TASK BRIEF:
Each line below should be reproduced without any alteration.

━━ DATA RECORDS ━━

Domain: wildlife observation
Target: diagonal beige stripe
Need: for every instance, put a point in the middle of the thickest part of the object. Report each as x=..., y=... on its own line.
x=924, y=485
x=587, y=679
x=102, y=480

━━━

TASK RESULT:
Domain: wildlife observation
Target: diagonal beige stripe
Need: for every instance, put a point in the middle of the thickest part of the object. Report each as x=..., y=... on its own line.
x=924, y=485
x=587, y=679
x=102, y=480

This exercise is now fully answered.